→ Supplied entries:
##############################
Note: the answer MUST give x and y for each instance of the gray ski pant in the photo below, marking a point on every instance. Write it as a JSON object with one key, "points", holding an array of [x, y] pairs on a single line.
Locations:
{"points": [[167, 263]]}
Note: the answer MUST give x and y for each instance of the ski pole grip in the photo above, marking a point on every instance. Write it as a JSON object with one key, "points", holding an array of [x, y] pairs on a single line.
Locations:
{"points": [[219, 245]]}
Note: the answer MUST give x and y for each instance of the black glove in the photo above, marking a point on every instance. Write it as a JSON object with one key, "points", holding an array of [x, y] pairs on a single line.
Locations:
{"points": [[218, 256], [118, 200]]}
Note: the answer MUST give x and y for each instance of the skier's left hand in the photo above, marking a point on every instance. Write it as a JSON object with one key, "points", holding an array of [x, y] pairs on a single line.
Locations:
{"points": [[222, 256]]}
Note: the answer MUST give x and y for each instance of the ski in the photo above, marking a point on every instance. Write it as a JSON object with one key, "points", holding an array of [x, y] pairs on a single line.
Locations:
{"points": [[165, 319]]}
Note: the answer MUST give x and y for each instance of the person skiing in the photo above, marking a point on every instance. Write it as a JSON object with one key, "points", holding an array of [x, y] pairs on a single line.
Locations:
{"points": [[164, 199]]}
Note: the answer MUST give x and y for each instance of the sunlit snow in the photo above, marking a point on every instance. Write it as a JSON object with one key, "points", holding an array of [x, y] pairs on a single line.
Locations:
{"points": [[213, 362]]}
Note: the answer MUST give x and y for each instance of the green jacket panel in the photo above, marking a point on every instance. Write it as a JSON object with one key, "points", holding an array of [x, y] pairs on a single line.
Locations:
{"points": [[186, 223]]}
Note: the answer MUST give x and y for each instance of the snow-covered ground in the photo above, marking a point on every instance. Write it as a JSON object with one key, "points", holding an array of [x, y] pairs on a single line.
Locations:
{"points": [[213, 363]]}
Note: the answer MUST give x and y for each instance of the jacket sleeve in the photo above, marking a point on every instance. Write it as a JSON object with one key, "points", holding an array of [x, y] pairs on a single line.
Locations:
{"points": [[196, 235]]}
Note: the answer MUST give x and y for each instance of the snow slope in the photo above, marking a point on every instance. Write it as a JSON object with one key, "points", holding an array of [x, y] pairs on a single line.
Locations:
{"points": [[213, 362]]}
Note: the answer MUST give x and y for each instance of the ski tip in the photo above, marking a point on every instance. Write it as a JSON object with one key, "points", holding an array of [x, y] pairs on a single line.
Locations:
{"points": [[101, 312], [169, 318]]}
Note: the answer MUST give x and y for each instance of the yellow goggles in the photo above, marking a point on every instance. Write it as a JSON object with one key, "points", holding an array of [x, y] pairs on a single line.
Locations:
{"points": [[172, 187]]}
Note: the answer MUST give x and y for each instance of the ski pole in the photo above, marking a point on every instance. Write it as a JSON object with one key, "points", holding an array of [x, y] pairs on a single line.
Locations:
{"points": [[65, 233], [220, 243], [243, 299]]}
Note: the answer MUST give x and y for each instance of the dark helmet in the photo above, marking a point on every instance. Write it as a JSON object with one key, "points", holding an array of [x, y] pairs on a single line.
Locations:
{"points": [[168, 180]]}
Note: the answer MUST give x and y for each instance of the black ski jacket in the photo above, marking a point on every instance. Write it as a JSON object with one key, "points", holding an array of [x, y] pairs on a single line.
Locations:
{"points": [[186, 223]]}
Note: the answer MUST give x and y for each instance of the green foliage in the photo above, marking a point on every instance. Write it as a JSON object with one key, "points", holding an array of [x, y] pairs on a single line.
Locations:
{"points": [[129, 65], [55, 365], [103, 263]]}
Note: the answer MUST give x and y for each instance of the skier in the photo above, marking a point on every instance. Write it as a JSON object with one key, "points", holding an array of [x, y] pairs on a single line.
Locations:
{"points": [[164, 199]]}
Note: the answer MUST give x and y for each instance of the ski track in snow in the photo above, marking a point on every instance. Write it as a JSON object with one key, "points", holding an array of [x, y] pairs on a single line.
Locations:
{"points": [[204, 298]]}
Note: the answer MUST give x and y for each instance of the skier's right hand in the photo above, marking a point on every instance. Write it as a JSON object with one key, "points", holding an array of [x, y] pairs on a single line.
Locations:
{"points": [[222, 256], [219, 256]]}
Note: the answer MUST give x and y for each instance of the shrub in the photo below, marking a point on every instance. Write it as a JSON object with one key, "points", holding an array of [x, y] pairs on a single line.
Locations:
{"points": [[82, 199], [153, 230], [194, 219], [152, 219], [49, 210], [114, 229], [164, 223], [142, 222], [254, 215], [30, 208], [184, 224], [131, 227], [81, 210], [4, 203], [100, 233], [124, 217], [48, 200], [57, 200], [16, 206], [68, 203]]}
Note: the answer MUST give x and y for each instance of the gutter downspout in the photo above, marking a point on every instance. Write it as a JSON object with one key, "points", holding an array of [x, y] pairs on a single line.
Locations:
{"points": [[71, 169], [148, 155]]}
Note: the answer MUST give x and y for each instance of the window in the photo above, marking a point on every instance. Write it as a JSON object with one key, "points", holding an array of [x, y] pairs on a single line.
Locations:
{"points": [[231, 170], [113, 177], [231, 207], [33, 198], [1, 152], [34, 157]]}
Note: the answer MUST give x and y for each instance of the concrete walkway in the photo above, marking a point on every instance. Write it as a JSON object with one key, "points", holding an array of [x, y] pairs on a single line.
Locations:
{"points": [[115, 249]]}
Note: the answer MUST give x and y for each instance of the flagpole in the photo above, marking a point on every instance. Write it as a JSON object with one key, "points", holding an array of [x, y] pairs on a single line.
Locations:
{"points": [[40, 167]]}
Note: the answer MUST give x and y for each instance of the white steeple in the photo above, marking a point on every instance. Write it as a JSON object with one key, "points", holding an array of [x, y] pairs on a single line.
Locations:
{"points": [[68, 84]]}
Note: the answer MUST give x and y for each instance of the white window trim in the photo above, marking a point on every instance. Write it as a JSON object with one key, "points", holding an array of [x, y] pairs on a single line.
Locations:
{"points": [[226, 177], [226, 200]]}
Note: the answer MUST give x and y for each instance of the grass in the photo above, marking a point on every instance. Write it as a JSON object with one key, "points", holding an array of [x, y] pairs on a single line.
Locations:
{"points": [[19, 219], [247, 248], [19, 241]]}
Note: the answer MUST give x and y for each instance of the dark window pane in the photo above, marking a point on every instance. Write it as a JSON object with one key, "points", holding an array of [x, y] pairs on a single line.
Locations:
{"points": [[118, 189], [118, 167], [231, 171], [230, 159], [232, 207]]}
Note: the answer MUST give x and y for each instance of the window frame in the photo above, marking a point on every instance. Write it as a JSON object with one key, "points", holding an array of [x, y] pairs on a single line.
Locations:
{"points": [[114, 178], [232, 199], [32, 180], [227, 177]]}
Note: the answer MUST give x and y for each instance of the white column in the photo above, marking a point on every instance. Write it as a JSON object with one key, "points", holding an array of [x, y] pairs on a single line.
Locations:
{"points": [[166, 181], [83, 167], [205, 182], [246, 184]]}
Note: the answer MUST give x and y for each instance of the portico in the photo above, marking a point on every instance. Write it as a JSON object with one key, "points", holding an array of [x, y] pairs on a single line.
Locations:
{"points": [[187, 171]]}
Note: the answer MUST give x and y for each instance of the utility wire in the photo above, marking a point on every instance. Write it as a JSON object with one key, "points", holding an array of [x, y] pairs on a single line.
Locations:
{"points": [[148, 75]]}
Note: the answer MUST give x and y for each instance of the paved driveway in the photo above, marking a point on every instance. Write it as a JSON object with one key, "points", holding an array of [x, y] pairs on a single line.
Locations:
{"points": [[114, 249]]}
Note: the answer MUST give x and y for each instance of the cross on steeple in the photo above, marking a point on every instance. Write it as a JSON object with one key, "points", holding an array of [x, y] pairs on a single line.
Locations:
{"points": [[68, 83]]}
##############################
→ What is asked: Exactly and only the lines from the one containing "the white column" through the end of the material are to be reproduced, both ends included.

→ Task solution:
Note: the answer MUST give x and y for each instance of the white column in the photo above, marking a point on every instance. Write it as a JSON object with one key, "points", holding an array of [x, y] pairs on a single line.
Locations:
{"points": [[166, 181], [83, 167], [205, 182], [246, 184]]}
Note: the answer MUST give x and y for each instance of the portico in the photo above, marking a point on every instance. Write it as a JSON object with one key, "points", holding an array of [x, y] pairs on a single line.
Locations:
{"points": [[187, 171]]}
Note: the answer MUST give x and y for each instance of the utility wire in the photo above, marking a point on every instance. Write it as a JSON object with one key, "points", holding an array of [x, y] pairs on a single line.
Locations:
{"points": [[148, 75]]}
Note: the answer MUST give x and y for each instance of the paved driveway in the photo above, marking a point on every instance. Write it as a JSON object with one key, "points", holding an array of [x, y] pairs on a single line.
Locations:
{"points": [[114, 249]]}
Note: the answer MUST give x and y for each instance of the cross on steeple in the photo above, marking a point on every instance. Write it as a JSON object with one key, "points", holding an array of [x, y] pairs on a single line.
Locations:
{"points": [[68, 83]]}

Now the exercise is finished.